*WHAT TO DO:*
a - According to the Yellow Pad column, who voluntarily offered to resign, and from what post?
b - In the Yellow Pad column, why can the author understand the indignation of the Ateneo student council and others over Irene Marcos-Araneta's presence?

*TEXT PROVIDED:*
┄┄┄┄┄┄┄┄┄┄

Yellow Pad

Irene Marcos-Araneta’s presence at the launch of the Areté Outdoor Installation Program on the Ateneo de Manila campus has created a tempest that will not pass calmly.

The Ateneo Student Council (or the Sanggunian) issued a strongly worded “Indignation Statement against the Presence of Irene Marcos on University Grounds.” Other segments of the Ateneo community likewise expressed their hurt and anger. In reaction to this, Ateneo de Manila’s President Jose Ramon Villarin, SJ wrote a memorandum to the community, acknowledging the “missteps” from which the community can draw lessons. At the same time Fr. Villarin accepted the voluntary offer of Ms. Yael Buencamino, Areté’s Executive Director, to resign from the post.

That is arguably the politically correct thing to do. But we should likewise be aware that what is politically correct is not necessarily the correct approach in resolving complex problems. (For example, read a scholarly article authored by Lucian Gideon Conway III et al. titled “Donald Trump as a cultural revolt against perceived communication restriction: Priming political norms causes more Trump support” in Journal of Social and Political Psychology, May 2017.) The memo of Fr. Villarin can calm the protests, but it has unintended consequences that will be far more disturbing for the Ateneo community and the whole of society.

My normative stand is that it is right for the Ateneo community to condemn the Marcos dictatorship and all its ills. The condemnation cannot remain general and must specify Marcos, his relatives, his cronies, his government officials, his military officers and all his henchmen, inside and outside government, who were complicit in the criminal or evil acts of the dictatorship. These people must be made accountable for their criminal acts or for their complicity. Hence, they must be punished accordingly.

Our society has established the rules on how to exact accountability and justice. It is called the rule of law. Ours is a society of law, not of men. Sadly our institutions have broken down. Since the fall of the dictatorship more than three decades ago, justice has not been fully served to the Filipino people, especially the victims of martial law. While our 1987 Constitution itself is a rejection of the dictatorship, while those killed by the Marcos military are now recognized as martyrs and heroes, while other victims of atrocities are being indemnified, and while Imelda Marcos has finally been convicted of corruption, complete justice has not been realized. Imelda has not served her sentence. And others complicit in the Marcos crimes have gotten off scot-free. Worse, the Marcoses have made a political comeback, a fascist revanche, as it were, facilitated by the acts of an authoritarian Duterte.

Thus, we who clamor for justice will resolutely and relentlessly fight the Marcoses on every front.

Against this backdrop, I can understand why the Ateneo student council and other segments of the Ateneo community expressed their indignation over the presence of the daughter of the dictator during the launch at the Areté.

┄┄┄┄┄┄┄┄┄┄

*DATASET SECTION:*
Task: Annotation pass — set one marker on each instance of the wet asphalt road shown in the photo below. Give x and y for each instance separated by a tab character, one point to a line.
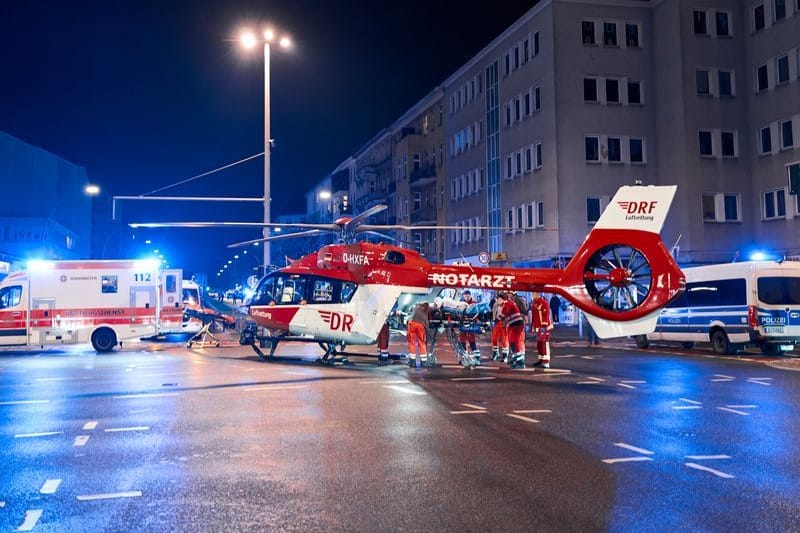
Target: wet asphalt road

┄┄┄┄┄┄┄┄┄┄

*OUTPUTS IN ORDER:*
a - Ms. Yael Buencamino offered to resign from her post as Areté's Executive Director.

b - More than three decades after the dictatorship fell, complete justice has not been realized: Imelda Marcos has not served her sentence, and others complicit in the Marcos crimes have gone unpunished. Worse, the Marcoses have made a political comeback, helped by the acts of an authoritarian Duterte. Against this backdrop, the author understands the indignation.